Your task:
Starting with the line containing "of the paved" and going through the end of the entries, swap every "one pin" for "a single pin" and reproduce those lines with nothing else changed. Return only those lines.

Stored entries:

------------------------------------------------

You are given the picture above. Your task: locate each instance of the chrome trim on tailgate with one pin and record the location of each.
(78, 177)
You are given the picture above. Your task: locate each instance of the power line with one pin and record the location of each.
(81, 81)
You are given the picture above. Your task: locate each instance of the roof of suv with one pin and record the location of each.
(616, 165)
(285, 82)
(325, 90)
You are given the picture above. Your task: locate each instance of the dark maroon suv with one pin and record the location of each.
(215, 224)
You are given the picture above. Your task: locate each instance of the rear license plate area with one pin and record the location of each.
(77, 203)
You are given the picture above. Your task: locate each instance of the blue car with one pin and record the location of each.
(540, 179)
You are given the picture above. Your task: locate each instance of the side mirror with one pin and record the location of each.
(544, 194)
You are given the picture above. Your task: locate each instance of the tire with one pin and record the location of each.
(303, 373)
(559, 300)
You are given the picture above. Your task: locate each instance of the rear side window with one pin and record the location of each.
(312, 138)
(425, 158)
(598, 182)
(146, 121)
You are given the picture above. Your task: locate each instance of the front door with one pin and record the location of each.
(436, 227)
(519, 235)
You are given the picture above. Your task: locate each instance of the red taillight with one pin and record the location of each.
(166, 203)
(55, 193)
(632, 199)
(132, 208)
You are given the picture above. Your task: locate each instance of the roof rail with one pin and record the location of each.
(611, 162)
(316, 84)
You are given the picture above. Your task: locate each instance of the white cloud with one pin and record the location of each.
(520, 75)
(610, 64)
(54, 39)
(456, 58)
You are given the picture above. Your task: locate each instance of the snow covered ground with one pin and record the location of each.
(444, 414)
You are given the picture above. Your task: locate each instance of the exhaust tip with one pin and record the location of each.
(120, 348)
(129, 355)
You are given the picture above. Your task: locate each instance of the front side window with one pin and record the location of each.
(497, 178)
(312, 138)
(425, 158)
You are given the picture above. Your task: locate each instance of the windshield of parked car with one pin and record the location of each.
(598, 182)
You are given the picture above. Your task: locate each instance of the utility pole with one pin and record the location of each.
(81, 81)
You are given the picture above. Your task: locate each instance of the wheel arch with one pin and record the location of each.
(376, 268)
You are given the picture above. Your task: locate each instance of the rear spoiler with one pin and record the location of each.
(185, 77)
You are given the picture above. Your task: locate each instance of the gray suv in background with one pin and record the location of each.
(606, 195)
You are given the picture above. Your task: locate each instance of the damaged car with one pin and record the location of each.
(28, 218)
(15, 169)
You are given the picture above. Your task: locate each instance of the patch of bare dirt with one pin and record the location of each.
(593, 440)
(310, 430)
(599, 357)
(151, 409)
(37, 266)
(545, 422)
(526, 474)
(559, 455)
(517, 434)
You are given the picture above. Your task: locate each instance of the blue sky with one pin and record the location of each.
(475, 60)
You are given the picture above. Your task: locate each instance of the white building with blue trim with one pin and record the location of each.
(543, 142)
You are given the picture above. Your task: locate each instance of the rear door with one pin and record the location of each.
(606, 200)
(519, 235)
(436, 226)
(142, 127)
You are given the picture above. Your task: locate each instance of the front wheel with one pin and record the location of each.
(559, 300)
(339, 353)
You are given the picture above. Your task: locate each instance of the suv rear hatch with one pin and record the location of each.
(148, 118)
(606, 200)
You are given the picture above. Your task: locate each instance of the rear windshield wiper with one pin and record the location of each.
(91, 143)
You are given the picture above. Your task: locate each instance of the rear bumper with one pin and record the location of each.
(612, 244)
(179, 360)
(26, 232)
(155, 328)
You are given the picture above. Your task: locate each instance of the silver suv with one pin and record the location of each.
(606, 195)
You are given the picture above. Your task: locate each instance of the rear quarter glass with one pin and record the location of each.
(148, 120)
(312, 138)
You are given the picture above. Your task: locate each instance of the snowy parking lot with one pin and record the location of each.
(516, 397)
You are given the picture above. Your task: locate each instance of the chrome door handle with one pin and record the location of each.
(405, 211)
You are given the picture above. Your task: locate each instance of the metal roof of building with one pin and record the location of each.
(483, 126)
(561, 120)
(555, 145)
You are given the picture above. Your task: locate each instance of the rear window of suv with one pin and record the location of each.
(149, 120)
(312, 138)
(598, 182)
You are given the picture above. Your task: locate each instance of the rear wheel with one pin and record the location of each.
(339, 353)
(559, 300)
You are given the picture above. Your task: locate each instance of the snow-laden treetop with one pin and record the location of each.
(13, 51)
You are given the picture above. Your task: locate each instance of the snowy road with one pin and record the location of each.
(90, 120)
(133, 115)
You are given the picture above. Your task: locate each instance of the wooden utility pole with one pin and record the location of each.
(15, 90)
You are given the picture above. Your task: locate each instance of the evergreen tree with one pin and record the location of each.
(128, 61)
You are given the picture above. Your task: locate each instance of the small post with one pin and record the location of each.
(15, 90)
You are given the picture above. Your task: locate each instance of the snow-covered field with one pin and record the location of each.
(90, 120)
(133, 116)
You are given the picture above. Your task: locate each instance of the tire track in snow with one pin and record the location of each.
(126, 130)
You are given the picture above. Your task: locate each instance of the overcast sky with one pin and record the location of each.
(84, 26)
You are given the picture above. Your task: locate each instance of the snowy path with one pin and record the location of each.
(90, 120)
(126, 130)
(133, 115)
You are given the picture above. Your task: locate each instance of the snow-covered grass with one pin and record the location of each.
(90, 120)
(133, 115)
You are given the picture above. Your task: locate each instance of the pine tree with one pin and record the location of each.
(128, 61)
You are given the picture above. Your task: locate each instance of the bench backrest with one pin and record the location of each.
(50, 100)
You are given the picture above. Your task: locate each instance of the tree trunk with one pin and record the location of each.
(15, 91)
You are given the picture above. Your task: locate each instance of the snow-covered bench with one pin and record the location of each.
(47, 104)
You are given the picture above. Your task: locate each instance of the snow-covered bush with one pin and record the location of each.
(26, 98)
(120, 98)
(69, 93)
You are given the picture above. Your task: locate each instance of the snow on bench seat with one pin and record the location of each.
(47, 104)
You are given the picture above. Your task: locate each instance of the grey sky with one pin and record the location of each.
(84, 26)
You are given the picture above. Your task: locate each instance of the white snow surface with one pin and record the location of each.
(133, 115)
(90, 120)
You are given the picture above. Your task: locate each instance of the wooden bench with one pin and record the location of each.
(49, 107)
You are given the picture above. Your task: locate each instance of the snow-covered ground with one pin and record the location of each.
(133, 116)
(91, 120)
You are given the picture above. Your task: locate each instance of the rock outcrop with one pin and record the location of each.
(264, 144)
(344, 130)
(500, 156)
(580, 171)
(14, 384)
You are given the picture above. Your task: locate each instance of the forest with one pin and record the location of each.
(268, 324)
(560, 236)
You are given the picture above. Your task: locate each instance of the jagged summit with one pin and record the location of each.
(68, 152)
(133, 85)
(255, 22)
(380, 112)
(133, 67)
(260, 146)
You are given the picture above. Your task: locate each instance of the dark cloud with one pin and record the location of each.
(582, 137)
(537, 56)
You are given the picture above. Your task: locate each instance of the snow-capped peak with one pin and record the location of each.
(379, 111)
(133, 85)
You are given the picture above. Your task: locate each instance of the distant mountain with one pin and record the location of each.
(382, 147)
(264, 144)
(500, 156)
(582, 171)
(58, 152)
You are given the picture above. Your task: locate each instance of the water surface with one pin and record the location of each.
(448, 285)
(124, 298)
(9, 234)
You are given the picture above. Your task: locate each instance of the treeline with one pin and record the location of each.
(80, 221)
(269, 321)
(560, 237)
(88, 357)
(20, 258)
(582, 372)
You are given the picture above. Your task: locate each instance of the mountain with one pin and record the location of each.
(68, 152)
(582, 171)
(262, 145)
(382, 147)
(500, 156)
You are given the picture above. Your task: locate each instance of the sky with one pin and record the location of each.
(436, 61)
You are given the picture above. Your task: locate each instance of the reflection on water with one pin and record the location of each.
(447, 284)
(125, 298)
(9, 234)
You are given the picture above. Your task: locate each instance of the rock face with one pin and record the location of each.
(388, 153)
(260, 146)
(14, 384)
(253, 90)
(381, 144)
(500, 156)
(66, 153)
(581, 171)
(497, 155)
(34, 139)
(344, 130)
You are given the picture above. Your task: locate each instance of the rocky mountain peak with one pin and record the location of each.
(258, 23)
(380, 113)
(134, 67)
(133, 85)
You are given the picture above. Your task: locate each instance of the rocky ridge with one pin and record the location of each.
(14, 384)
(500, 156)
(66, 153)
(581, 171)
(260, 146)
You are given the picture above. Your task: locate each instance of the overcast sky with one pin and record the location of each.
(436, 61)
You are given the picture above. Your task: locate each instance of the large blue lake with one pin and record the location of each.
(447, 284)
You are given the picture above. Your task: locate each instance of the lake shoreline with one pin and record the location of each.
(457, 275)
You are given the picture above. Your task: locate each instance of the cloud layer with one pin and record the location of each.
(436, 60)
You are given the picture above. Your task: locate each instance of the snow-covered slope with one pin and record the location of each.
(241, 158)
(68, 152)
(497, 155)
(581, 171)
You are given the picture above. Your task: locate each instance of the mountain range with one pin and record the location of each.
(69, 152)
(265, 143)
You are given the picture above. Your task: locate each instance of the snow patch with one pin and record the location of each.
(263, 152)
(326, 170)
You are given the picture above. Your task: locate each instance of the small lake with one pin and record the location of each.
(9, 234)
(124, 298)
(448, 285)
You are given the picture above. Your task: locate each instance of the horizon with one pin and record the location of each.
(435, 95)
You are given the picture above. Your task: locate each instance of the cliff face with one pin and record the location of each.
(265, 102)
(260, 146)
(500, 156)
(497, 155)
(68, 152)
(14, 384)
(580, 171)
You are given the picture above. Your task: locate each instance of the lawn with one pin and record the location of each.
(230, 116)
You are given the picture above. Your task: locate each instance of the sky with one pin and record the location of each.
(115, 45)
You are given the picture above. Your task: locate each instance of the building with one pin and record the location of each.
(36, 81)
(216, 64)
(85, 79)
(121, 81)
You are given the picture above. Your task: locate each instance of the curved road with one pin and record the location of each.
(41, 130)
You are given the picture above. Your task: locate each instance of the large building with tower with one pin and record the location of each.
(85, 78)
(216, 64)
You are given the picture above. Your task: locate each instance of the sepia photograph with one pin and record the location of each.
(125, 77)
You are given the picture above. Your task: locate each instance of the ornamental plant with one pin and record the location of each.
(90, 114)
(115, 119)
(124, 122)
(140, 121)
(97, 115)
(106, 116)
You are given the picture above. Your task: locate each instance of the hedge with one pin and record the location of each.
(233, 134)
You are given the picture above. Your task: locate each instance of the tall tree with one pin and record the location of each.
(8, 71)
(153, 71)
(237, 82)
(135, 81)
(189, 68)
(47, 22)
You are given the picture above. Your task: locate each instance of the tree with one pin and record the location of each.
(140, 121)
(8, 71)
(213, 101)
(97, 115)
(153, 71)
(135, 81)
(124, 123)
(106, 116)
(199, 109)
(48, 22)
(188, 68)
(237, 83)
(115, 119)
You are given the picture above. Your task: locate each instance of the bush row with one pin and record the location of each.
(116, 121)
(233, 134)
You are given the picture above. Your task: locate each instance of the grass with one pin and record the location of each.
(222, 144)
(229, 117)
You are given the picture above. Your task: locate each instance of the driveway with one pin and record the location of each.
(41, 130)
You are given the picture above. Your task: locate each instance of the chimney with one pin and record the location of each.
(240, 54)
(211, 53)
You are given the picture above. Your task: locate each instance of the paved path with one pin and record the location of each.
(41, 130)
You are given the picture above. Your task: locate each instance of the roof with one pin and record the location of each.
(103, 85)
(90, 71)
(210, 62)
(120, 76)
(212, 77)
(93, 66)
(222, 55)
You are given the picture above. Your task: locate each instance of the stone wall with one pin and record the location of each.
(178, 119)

------------------------------------------------

Answer below:
You are given the picture above. Your task: locate each instance of the paved path with a single pin and record the location of each.
(41, 130)
You are given the picture above. Your task: locate each instance of the roof with a single pin and record the location of each.
(103, 85)
(90, 71)
(210, 62)
(120, 76)
(212, 77)
(93, 66)
(222, 55)
You are given the picture above. Your task: locate each instance of the stone wall with a single pin and record the location of each.
(178, 119)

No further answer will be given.